§ Görev koşulları: Medya mülkiyetini konu alan metindeki "Bu sayede medya tam anlamıyla sermaye sultası altına girecek" cümlesini İngilizceye çevirin.

§ Seçilen metin:
+ + + + + + +
Asıl önemlisi medya patronlarını rahatsız eden bazı yasaların kaldırılması
ve yayın kuruluşlarında mülkiyeti yüzde 20 ile sınırlayan yasanın geçersiz
kılınmasıdır. Ayrıca, radyo ve televizyon kuruluşlarında yüzde 10dan
fazla paya sahip olanların devlet ihalelerine katılım yasağı da ortadan
kaldırılıyor. Bu sayede medya tam anlamıyla sermaye sultası altına girecek.
+ + + + + + +
§ Veri kümesi bölümü:
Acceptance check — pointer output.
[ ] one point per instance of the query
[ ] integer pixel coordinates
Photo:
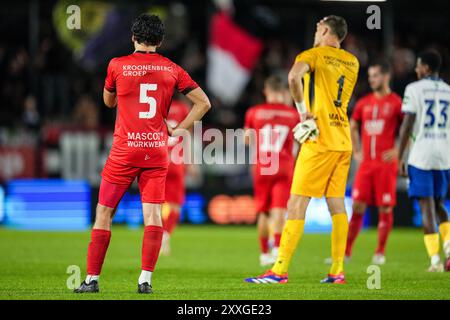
+ + + + + + +
§ Alıştırma cevabı: In this way, the media will fall completely under the domination of capital.